Reproduce the part of the listing that opens with the line containing "Exercise. Point out each instance of the green plant" and runs through the end of the listing, substituting "pin" for "marker" and leaving everything else as is.

═══

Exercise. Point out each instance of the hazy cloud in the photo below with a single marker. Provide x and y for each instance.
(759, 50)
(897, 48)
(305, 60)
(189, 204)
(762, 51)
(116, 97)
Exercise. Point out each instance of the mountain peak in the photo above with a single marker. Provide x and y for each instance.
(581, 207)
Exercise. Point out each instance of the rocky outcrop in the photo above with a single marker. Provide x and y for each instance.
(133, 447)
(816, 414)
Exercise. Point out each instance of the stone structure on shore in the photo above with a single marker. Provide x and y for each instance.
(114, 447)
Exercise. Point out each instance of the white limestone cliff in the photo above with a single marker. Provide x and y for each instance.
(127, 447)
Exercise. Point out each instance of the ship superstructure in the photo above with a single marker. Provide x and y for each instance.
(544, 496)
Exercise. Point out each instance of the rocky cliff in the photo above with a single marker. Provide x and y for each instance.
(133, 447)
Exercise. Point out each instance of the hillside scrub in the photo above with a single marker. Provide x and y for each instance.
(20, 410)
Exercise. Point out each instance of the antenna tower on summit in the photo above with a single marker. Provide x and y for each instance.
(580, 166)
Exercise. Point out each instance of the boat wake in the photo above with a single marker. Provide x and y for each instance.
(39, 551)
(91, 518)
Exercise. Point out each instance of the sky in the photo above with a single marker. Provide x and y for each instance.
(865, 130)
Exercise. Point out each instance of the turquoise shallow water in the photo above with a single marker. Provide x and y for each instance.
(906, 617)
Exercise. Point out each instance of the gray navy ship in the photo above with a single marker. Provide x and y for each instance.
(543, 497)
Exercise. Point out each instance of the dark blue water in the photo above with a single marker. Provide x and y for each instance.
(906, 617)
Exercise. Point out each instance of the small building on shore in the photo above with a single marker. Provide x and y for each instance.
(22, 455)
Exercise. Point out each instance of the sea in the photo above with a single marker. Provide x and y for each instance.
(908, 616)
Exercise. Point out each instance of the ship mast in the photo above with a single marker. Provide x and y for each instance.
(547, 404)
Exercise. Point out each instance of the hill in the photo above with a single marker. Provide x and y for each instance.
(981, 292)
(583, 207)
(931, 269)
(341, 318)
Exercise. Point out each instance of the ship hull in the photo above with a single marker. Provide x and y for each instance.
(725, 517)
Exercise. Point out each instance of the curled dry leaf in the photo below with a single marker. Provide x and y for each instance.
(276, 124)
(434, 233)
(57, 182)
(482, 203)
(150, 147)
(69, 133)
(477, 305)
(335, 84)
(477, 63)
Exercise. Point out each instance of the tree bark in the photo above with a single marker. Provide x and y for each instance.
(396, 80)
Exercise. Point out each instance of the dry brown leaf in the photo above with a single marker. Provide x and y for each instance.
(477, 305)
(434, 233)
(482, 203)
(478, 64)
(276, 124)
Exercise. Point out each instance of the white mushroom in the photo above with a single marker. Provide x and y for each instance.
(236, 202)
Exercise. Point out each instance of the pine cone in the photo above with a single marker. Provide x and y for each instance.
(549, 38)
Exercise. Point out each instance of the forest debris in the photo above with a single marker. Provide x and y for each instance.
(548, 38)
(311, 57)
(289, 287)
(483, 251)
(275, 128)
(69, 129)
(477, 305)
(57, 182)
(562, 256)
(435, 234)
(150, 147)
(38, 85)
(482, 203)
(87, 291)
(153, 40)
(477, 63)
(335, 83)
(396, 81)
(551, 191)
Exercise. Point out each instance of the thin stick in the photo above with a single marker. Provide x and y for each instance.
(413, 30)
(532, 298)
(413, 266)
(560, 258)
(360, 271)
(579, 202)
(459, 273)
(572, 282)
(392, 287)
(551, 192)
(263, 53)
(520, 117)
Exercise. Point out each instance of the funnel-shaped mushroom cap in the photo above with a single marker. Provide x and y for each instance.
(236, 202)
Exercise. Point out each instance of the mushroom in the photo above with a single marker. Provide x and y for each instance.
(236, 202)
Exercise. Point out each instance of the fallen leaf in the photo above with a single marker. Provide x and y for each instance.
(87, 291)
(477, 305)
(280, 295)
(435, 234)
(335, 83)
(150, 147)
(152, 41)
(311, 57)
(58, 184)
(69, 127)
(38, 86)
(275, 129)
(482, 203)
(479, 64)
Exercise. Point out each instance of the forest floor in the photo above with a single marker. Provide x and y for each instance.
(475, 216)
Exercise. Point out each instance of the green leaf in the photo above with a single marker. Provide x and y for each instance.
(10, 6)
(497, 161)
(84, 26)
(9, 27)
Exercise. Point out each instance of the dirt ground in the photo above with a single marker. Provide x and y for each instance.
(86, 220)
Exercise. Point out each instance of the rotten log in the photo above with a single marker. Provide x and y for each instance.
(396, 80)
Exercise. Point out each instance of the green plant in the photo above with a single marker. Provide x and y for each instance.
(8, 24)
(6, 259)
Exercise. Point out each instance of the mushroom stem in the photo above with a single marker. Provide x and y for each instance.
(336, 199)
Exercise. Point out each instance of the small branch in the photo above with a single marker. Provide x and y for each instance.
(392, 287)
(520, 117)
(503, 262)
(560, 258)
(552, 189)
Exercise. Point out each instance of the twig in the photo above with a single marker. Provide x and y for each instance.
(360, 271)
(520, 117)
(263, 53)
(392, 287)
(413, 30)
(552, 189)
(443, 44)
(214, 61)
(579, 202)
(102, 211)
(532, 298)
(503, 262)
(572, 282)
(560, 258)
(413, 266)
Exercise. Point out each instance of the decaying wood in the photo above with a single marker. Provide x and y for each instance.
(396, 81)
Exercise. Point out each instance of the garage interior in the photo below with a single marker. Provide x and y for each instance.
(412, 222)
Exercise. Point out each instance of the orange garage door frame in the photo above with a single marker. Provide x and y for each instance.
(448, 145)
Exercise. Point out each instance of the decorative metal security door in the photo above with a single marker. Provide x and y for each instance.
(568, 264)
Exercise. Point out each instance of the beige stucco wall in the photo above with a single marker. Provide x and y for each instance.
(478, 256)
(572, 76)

═══

Result of this task =
Exercise. Point out each instance of the green plant in the photo above with a single pin. Provide x and y for each instance.
(8, 24)
(6, 259)
Exercise. Point out each instance of the mushroom stem in the photo above with a single pin. Provide x and y for each instance.
(336, 199)
Exercise. Point out each instance of the small branch in the photo above with a single pin. Provide x and y for each instance.
(392, 287)
(520, 117)
(503, 262)
(560, 258)
(552, 189)
Exercise. Point out each instance of the twig in the photo above with a single pin. Provide x and y for each instance.
(360, 271)
(520, 117)
(263, 53)
(392, 287)
(413, 30)
(552, 189)
(443, 44)
(214, 61)
(579, 202)
(102, 211)
(532, 298)
(503, 262)
(572, 282)
(560, 258)
(413, 266)
Exercise. Point out each instance of the decaying wood in the photo above with a single pin. Provide x and y for each instance.
(396, 81)
Exercise. Point out each instance of the garage interior in the photo below with a single pin. Provide x and y for each instance.
(412, 222)
Exercise. Point out each instance of the orange garage door frame in the photo above with a single pin. Provide x and y for each instance.
(448, 145)
Exercise. Point out each instance of the decorative metal security door in the photo above with a single pin. Provide x and y for each instance.
(568, 264)
Exercise. Point out each instance of the beige stucco wall in the photo above with a single pin. Provide x and y for each instance.
(478, 256)
(572, 76)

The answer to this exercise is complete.